The exercise:
Arrange the listing below as a Markdown table with two columns, Row and Line. Number each row, and leave out blank lines.

Provided material:
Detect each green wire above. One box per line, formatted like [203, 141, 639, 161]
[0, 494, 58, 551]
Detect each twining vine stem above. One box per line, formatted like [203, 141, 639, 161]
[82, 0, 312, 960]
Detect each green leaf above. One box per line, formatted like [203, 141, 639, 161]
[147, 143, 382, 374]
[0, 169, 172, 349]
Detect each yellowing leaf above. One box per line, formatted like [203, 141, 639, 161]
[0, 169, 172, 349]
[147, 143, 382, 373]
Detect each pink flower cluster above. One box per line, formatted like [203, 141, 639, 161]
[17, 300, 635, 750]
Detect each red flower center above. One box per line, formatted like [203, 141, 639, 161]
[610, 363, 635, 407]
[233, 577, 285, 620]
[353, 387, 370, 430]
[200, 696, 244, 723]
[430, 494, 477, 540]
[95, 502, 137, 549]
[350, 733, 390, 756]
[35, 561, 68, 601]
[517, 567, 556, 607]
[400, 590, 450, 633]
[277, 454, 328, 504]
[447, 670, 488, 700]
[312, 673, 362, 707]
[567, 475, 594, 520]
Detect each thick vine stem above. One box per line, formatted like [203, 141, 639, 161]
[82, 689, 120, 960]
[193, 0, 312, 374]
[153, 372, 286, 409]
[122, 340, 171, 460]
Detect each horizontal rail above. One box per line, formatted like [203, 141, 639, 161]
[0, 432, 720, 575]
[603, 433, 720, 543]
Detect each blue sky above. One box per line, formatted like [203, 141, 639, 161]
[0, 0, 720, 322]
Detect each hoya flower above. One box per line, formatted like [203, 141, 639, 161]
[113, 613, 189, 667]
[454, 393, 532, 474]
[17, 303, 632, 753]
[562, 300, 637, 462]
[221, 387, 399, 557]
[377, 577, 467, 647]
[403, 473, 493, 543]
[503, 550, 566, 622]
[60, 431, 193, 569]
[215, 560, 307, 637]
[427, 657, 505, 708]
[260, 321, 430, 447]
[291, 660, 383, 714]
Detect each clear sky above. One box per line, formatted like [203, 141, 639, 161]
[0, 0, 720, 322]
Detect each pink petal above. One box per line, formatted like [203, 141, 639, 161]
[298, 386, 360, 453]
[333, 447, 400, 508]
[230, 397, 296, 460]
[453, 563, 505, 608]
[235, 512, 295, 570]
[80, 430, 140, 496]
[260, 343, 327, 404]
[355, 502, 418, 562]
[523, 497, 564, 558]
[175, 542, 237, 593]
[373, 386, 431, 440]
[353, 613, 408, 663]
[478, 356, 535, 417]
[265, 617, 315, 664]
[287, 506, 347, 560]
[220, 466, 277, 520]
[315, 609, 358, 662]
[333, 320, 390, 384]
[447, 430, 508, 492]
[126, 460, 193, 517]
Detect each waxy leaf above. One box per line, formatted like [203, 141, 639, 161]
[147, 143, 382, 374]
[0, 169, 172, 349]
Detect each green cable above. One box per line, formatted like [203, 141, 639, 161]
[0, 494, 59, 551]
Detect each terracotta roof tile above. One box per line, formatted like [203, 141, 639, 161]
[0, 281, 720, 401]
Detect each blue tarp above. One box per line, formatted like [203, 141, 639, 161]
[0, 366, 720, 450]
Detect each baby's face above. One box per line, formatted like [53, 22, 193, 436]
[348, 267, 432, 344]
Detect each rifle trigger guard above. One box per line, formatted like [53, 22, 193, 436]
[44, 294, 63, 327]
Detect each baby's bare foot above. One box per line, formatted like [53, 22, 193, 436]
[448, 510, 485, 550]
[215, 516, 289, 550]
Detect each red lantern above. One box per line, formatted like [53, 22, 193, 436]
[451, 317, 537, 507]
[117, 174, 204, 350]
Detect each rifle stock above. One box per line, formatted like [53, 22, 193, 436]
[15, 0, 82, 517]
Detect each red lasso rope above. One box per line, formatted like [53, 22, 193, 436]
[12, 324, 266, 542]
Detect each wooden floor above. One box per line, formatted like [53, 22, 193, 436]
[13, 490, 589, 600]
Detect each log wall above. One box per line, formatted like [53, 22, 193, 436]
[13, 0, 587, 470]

Response to the task:
| Row | Line |
|---|---|
| 1 | Detect each green wire above. One box per line, formatted like [203, 141, 639, 161] |
| 2 | [0, 494, 58, 551] |
| 3 | Detect each twining vine stem above. One box per line, formatted like [203, 141, 639, 161] |
| 4 | [82, 0, 312, 960] |
| 5 | Detect each green leaf above. One box per line, formatted like [203, 141, 639, 161] |
| 6 | [147, 143, 382, 374] |
| 7 | [0, 169, 172, 349] |
| 8 | Detect each yellowing leaf above. One box per line, formatted like [203, 141, 639, 161] |
| 9 | [0, 169, 172, 349] |
| 10 | [147, 143, 382, 373] |
| 11 | Detect each pink flower cluster above. One box per line, formatted like [203, 141, 639, 161] |
| 12 | [17, 300, 635, 750] |
| 13 | Detect each red flower center above. One box per line, formatted like [203, 141, 639, 161] |
| 14 | [610, 363, 635, 407] |
| 15 | [233, 577, 285, 620] |
| 16 | [353, 387, 370, 430] |
| 17 | [200, 696, 244, 723] |
| 18 | [430, 494, 477, 540] |
| 19 | [95, 502, 137, 549] |
| 20 | [350, 733, 390, 756] |
| 21 | [35, 561, 68, 601] |
| 22 | [517, 567, 556, 607] |
| 23 | [400, 590, 450, 633] |
| 24 | [277, 454, 328, 504] |
| 25 | [447, 670, 488, 700] |
| 26 | [312, 673, 362, 707] |
| 27 | [567, 475, 594, 520] |
| 28 | Detect each thick vine stem above. One box per line, formatted like [203, 141, 639, 161] |
| 29 | [82, 689, 120, 960] |
| 30 | [193, 0, 312, 374] |
| 31 | [153, 372, 286, 409] |
| 32 | [122, 340, 171, 460] |
| 33 | Detect each horizontal rail above. One box per line, formatted like [203, 141, 639, 161] |
| 34 | [0, 432, 720, 575] |
| 35 | [603, 433, 720, 543] |
| 36 | Detect each blue sky above. One box per line, formatted like [203, 141, 639, 161] |
| 37 | [0, 0, 720, 322] |
| 38 | Detect each hoya flower above. One box per line, formatted like [203, 141, 639, 161] |
| 39 | [113, 613, 189, 667] |
| 40 | [454, 393, 532, 474] |
| 41 | [17, 303, 632, 753] |
| 42 | [562, 300, 637, 462] |
| 43 | [221, 387, 399, 557] |
| 44 | [377, 577, 467, 647] |
| 45 | [403, 473, 493, 543] |
| 46 | [503, 550, 566, 622] |
| 47 | [60, 431, 193, 569] |
| 48 | [215, 560, 307, 637] |
| 49 | [427, 657, 505, 708] |
| 50 | [260, 321, 430, 447] |
| 51 | [291, 660, 383, 714] |
| 52 | Detect each clear sky above. One box per line, formatted like [203, 141, 639, 161] |
| 53 | [0, 0, 720, 322] |
| 54 | Detect each pink petal above. One box per line, formatted like [203, 141, 639, 161] |
| 55 | [298, 386, 360, 453] |
| 56 | [333, 447, 400, 508] |
| 57 | [230, 397, 296, 460] |
| 58 | [453, 563, 505, 608] |
| 59 | [235, 512, 295, 570] |
| 60 | [80, 430, 140, 496] |
| 61 | [260, 343, 327, 404] |
| 62 | [355, 502, 418, 562] |
| 63 | [523, 497, 564, 558] |
| 64 | [175, 542, 237, 593] |
| 65 | [373, 386, 431, 440] |
| 66 | [353, 613, 408, 663] |
| 67 | [478, 356, 535, 417] |
| 68 | [265, 617, 315, 664] |
| 69 | [287, 506, 347, 560] |
| 70 | [220, 466, 277, 520] |
| 71 | [315, 609, 358, 662] |
| 72 | [333, 320, 390, 384] |
| 73 | [447, 430, 508, 492] |
| 74 | [126, 460, 193, 517] |
| 75 | Detect each waxy leaf above. One box per line, formatted like [203, 141, 639, 161] |
| 76 | [147, 143, 382, 374] |
| 77 | [0, 169, 172, 349] |
| 78 | Detect each green cable above. One box per line, formatted like [203, 141, 639, 161] |
| 79 | [0, 494, 59, 551] |
| 80 | Detect each terracotta roof tile above. One box per line, formatted like [203, 141, 639, 161] |
| 81 | [0, 281, 720, 401] |
| 82 | Detect each blue tarp above. One box per line, formatted like [203, 141, 639, 161] |
| 83 | [0, 366, 720, 450] |
| 84 | Detect each baby's face above. One box per line, formatted like [53, 22, 193, 436] |
| 85 | [348, 267, 432, 344] |
| 86 | Detect each rifle trigger guard above. One box per line, formatted like [53, 22, 193, 436] |
| 87 | [44, 294, 63, 327] |
| 88 | Detect each baby's bare foot above. One box per line, formatted like [53, 22, 193, 436] |
| 89 | [448, 510, 485, 550] |
| 90 | [215, 516, 289, 550] |
| 91 | Detect each red lantern above. One box per line, formatted like [53, 22, 193, 436] |
| 92 | [451, 317, 537, 507] |
| 93 | [117, 174, 204, 350] |
| 94 | Detect each rifle stock above. One box per line, formatted like [53, 22, 193, 436] |
| 95 | [15, 0, 82, 517] |
| 96 | Detect each red lasso rope above. One box per line, formatted like [53, 22, 193, 436] |
| 97 | [12, 324, 266, 542] |
| 98 | Detect each wooden floor above. One box per line, formatted like [53, 22, 193, 436] |
| 99 | [13, 490, 589, 600] |
| 100 | Detect each log wall above. One box per line, formatted like [53, 22, 193, 436] |
| 101 | [13, 0, 587, 470] |